[Referring expression data]
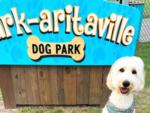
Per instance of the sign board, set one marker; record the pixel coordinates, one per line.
(66, 32)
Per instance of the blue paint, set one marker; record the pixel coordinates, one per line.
(13, 51)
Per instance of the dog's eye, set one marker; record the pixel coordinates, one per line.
(121, 70)
(134, 72)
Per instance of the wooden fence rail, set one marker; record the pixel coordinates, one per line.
(31, 85)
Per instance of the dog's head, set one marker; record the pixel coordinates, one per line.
(126, 75)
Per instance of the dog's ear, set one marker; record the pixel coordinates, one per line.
(109, 80)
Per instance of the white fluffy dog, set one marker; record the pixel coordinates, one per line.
(125, 79)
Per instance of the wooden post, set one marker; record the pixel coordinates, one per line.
(7, 87)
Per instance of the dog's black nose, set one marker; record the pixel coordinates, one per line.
(126, 84)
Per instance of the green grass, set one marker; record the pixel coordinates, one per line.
(147, 8)
(142, 100)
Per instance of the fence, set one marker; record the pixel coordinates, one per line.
(145, 31)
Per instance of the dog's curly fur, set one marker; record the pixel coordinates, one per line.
(125, 79)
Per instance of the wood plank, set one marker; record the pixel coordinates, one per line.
(83, 86)
(44, 85)
(7, 87)
(105, 90)
(60, 84)
(53, 85)
(19, 85)
(70, 85)
(32, 85)
(95, 95)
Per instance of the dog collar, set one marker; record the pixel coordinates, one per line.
(113, 109)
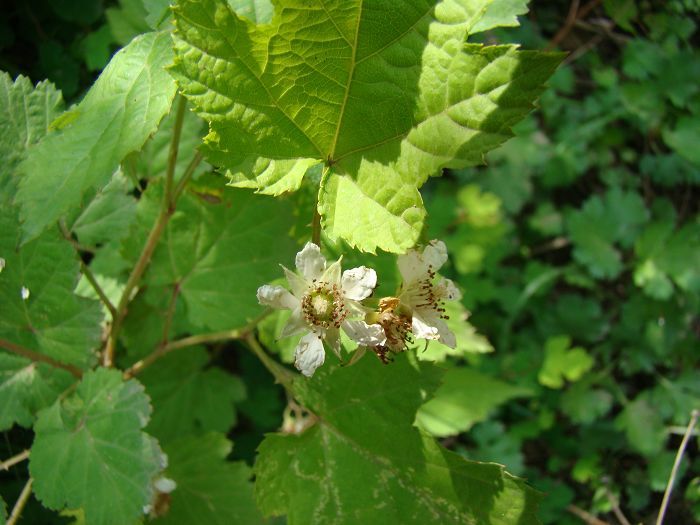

** PROBLEM TO WORK ON **
Restate each line above exactly, keeping pictures out.

** ANSWER TO THE EXERCISE **
Per instance of the sign board, set one marker; record the pixel coordinates, one per line.
(66, 32)
Per instance of the blue paint, set one marker; record the pixel coordinates, one per line.
(13, 51)
Per instance of the dog's eye, set one marker; record the pixel coordinates, one per line.
(121, 70)
(134, 72)
Per instance of the wooden fence rail, set one marker; record the pixel coordinates, one per line.
(31, 85)
Per instance of the dog's head, set one marker; record the pixel coordinates, one per line.
(126, 75)
Per instance of the dog's ear, set one marker; record the pixel coordinates, one per line.
(109, 80)
Per instance of the white fluffy dog, set one marker; record the pixel coordinates, one per line.
(125, 79)
Per instance of the wooden post, set one marker; record the pixel coordinates, one per line.
(7, 87)
Per instance of the dog's black nose, set one marker; record the pixel coordinates, one per line.
(126, 84)
Per instance of the green grass, set one marker; record the pixel coordinates, one per line.
(147, 8)
(142, 100)
Per instance of the fence, set one marker; record the pixel coordinates, one per line.
(145, 31)
Per instance of the dog's curly fur, set one marker; record the pixel coordinates, one per line.
(125, 79)
Per instance of the wood plank, set one marker; record the pixel coordinates, one per line.
(83, 86)
(44, 85)
(7, 87)
(105, 90)
(60, 84)
(53, 85)
(19, 85)
(70, 85)
(32, 85)
(95, 95)
Per instance of the dog collar, set one marker; record the pixel coordinates, one per line.
(113, 109)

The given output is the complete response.